■ BRIEF A ■
Repeat, word for word, the stretch of the listing from the line containing "[locate] the flag" through the end of the listing.

---------- EXCERPT TO READ ----------

> I am not familiar with "Kastner's".
R.W. "Kas" Kastner was Triumph's competition manager during the '60s. He was
reponsible
for race preparing the cars. His wisdom was preserved in a few slim booklets
called
Triumph (insert model name here) Competeition Preparation Manual. I have both
the
Spitfire and the TR4-4A manuals. They're about $6 each from The Roadster
Factory. They're
worth every dime times ten if you ask me. Sure - you're not going to go all out
for your
street machine, but most of the recomendations -- especially the little details
-- are
very useful for any Triumph. The TR4 - 4A manual has a little section called
"Street
Tuning" your TR4.
> I am fairly handy with tools, and could probably do the porting job myself
> too (to save $400+).
> In my experience, the special tools for the job often cost more than the
> job itself (the first time).
> Where does one get the die grinder and carbide burs?
Eastwood has good ones ($60-$70 a set). Harbor Freight probably has cheaper
ones. A
pneumatic grinder will work just fine with a medium compressor. A "Dremel Moto
Tool"
won't cut it. Literally.

---------- EXERCISE DATA ----------

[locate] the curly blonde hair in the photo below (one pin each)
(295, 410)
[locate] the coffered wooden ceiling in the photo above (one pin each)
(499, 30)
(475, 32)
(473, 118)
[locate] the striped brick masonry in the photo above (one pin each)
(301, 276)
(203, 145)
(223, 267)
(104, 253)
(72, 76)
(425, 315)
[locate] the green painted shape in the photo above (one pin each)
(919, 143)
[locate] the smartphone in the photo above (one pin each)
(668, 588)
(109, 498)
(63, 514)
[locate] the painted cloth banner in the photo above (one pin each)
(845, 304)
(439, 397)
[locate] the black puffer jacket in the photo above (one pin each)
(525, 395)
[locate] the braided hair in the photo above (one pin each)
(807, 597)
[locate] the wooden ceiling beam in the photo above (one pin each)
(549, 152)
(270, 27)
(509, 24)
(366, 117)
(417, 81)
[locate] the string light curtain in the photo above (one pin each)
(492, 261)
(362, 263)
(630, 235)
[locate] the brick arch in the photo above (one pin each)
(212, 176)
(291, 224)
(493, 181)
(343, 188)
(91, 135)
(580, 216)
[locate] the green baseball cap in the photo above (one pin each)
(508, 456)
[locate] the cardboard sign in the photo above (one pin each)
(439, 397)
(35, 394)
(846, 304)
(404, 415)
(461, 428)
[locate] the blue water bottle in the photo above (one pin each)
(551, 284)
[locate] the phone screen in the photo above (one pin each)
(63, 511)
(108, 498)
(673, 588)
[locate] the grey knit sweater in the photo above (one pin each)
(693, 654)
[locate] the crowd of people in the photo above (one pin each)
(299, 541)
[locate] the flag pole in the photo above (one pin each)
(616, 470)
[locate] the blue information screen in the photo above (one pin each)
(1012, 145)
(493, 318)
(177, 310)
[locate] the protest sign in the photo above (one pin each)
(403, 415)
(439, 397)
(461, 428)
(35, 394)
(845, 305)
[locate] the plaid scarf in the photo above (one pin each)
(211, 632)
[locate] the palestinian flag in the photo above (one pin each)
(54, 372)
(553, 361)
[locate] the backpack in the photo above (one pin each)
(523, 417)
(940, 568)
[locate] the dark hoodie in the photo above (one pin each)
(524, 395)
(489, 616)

----------

■ BRIEF B ■
Continue the forum reply about Triumph preparation manuals and porting tools from the point where it stops.

■ WRITTEN REPLY A ■
[locate] the flag pole in the photo above (one pin each)
(616, 470)
[locate] the blue information screen in the photo above (one pin each)
(1012, 145)
(493, 318)
(177, 310)
[locate] the protest sign in the photo above (one pin each)
(403, 415)
(439, 397)
(461, 428)
(35, 394)
(845, 305)
[locate] the plaid scarf in the photo above (one pin each)
(211, 632)
[locate] the palestinian flag in the photo above (one pin each)
(54, 372)
(553, 361)
[locate] the backpack in the photo above (one pin each)
(523, 417)
(940, 568)
[locate] the dark hoodie in the photo above (one pin each)
(524, 395)
(489, 616)

■ WRITTEN REPLY B ■
>
> Mainly I am interested in just getting it to be at a very nice stock level
> of running. I am not
> terribly interested in significant increases in HP. Maybe it would not be
> necessary to do the
> porting, just new valves, seats, guides, etc. I do have a "spare" head
> lying around here to
> play with. I might have a go at the whole 9 yards!
Porting is very misunderstood. I guess you could say the idea isn't to change
the port,
so much as to "blueprint" the port. The idea is to get it to match what the
engineer drew
in the blueprints -- something that requires 10-20 hrs of handwork. You can
imagine that
Triumph didn't have time to do this to every head it made (I think even BMW
only does it
to the M series nowadays).
You don't need the blueprints, either. Just stick you finger in there. If it's
rough or
jagged, make it smooth. Make it clean. Smooth the bumps. No need to make the
port
"bigger". Take a manifold gasket and put it up against the head. Make the ports
the same
shape as the holes in the gasket (this doesn't always apply to intakes).
I find it very relaxing for some reason. ;>)
Give it a good valve job. Put bronze valve guides in. This is the most cost
effective
engine work you can do. 10-20hp - 10-20ft/lbs or torque. Bump the compression a
bit,
especisally if you have a low compression TR6 or a Spit....
Check out the Standard Abrasives website. They have a great brochure about
porting. I
have it as a PDF file if you like me to send it via email. Warning-- it's about
1mb. (A
very long download with a modem.)
Good luck!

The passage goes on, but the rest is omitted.